--- BRANO FORNITO ---
------------

Quasi tutti hanno provato a tenere un budget almeno una volta. Quasi tutti hanno smesso. E quasi tutti se ne danno la colpa, convinti che sia una questione di disciplina — il che è il modo migliore per non riprovarci mai più.
Nella maggior parte dei casi non c'entra la disciplina. C'entrano cinque difetti di costruzione, e si correggono tutti in mezz'ora.
1. I limiti sono stati inventati
«Duecento euro al mese di spesa» non è un budget, è un auspicio. Se non hai mai misurato quanto spendi davvero al supermercato, quel numero non viene da nessuna parte, e il primo mese ti dirà che hai sbagliato — quando in realtà a sbagliare era il numero.
Un limite ha senso solo se parte dalla tua media reale. E la media reale si ottiene in un modo solo: un mese in cui segni tutto senza importi niente. Chi salta quel mese sta facendo un test a cui è impossibile passare.

------------

--- MATERIALE FORNITO ---
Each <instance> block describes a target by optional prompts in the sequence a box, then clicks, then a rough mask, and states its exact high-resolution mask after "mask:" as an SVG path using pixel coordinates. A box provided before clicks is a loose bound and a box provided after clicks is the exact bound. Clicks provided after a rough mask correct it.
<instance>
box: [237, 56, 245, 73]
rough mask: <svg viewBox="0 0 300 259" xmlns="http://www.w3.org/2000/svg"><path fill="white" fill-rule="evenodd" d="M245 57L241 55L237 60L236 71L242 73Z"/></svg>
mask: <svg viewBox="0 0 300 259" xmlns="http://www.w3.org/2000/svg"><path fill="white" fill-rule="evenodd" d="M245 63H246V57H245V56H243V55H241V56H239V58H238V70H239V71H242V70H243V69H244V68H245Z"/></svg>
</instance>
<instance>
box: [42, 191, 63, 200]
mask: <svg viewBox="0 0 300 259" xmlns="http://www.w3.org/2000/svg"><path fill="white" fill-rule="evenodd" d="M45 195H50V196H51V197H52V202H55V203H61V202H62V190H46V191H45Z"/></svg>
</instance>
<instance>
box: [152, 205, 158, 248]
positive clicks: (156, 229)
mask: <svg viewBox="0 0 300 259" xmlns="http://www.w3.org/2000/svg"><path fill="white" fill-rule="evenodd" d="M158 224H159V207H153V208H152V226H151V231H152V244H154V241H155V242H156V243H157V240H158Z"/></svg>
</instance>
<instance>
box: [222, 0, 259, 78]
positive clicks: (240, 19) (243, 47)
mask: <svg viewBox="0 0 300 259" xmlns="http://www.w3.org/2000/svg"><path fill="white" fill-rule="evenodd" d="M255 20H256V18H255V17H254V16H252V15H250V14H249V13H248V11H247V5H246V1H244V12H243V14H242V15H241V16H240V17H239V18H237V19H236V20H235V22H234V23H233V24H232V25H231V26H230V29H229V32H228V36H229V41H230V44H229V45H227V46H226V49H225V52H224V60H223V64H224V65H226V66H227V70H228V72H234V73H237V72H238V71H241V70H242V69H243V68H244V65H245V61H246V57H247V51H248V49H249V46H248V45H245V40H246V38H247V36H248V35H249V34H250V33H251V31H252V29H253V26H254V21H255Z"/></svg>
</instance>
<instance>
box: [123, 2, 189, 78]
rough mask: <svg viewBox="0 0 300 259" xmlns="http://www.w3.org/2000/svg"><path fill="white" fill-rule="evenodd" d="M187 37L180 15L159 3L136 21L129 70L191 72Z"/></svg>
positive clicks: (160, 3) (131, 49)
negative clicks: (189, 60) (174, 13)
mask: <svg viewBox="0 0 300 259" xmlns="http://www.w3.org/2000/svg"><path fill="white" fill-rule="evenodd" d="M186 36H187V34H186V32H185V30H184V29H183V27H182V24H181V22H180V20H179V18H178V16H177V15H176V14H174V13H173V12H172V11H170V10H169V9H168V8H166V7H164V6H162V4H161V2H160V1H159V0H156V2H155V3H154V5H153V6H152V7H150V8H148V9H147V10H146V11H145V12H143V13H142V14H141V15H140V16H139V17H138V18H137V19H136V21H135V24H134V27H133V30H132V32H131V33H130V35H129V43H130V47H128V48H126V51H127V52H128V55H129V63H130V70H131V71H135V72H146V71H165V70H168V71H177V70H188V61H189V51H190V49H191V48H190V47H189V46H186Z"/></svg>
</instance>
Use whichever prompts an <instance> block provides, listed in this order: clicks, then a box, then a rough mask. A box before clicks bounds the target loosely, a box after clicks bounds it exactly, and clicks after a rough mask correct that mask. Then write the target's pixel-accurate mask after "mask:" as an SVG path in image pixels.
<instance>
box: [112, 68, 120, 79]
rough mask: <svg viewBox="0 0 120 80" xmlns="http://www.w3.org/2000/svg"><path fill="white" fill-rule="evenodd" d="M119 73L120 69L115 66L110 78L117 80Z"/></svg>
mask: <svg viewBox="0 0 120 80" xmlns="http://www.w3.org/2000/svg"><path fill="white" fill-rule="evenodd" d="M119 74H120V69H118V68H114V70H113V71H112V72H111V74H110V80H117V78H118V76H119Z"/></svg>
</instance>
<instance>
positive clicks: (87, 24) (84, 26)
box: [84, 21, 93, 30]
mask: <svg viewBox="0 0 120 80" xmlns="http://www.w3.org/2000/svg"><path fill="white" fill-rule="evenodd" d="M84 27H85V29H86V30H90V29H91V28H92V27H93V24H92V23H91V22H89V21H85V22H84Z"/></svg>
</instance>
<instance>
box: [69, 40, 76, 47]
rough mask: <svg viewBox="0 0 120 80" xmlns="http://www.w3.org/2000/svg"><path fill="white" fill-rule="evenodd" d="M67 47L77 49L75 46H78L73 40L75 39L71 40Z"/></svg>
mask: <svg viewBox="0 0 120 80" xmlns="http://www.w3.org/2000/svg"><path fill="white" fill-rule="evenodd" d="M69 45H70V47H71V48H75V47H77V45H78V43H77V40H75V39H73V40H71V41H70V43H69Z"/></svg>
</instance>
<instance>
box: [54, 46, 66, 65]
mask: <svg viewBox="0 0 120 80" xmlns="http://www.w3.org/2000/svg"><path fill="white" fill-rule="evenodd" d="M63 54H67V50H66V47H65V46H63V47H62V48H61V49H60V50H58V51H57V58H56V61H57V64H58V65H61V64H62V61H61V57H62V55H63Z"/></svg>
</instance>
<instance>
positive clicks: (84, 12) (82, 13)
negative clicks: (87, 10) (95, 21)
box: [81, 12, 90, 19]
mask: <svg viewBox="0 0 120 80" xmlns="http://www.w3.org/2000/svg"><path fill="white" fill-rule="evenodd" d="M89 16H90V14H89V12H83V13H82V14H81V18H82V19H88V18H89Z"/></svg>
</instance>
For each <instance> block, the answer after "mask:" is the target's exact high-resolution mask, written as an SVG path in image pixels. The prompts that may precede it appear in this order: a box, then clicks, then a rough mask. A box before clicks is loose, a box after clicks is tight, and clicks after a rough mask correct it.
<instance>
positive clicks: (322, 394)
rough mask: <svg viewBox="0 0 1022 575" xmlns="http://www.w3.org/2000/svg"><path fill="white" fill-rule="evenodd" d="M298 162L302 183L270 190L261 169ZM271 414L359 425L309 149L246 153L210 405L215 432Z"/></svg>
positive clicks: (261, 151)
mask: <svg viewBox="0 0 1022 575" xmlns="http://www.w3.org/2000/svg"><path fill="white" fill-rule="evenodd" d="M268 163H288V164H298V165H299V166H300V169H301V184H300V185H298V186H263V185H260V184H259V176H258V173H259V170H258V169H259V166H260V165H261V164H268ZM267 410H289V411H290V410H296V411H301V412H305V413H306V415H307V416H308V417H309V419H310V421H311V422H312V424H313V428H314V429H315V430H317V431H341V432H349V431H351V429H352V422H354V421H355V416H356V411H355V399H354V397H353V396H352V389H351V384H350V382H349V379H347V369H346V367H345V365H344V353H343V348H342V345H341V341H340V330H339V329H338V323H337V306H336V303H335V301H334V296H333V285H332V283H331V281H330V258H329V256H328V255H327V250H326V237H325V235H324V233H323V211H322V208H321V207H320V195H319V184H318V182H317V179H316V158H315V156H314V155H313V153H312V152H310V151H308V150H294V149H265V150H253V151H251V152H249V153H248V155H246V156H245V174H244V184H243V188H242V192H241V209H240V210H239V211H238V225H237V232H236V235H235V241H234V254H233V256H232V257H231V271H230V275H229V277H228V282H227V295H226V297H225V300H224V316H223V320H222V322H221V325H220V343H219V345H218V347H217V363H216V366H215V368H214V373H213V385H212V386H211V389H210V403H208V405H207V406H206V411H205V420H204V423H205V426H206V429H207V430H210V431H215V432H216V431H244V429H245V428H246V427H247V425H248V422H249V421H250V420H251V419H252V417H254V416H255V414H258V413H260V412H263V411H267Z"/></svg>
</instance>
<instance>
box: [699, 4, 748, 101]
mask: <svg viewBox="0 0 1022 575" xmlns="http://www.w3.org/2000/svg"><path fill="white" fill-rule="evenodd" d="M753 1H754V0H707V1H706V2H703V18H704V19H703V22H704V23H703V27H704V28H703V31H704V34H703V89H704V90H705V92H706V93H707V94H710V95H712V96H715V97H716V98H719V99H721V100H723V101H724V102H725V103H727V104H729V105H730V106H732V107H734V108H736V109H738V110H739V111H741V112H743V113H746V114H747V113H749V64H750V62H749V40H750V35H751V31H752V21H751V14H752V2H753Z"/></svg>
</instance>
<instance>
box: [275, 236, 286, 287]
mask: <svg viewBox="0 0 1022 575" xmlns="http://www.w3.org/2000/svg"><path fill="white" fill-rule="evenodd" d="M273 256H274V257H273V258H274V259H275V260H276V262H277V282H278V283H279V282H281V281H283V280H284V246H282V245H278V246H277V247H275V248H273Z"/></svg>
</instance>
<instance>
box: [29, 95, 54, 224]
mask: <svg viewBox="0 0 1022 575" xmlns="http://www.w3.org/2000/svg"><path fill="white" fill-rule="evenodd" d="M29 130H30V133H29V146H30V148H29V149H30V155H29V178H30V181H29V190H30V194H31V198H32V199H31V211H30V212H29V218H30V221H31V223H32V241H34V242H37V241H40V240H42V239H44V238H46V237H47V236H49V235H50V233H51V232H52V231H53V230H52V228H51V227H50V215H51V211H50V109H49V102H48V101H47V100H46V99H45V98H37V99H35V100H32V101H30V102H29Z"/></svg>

------------

--- ATTIVITÀ 1 ---
Elenca tutte le cose che, secondo il brano sul budget, fanno "quasi tutti".
--- ATTIVITÀ 2 ---
Riporta un passo del brano sul budget. Parti dalle parole "1. I limiti" e fermati dopo le parole "era il numero.".

--- SPAZIO RISPOSTA 1 ---
- Hanno provato a tenere un budget almeno una volta.
- Hanno smesso.
- Se ne danno la colpa.

--- SPAZIO RISPOSTA 2 ---
1. I limiti sono stati inventati
«Duecento euro al mese di spesa» non è un budget, è un auspicio. Se non hai mai misurato quanto spendi davvero al supermercato, quel numero non viene da nessuna parte, e il primo mese ti dirà che hai sbagliato — quando in realtà a sbagliare era il numero.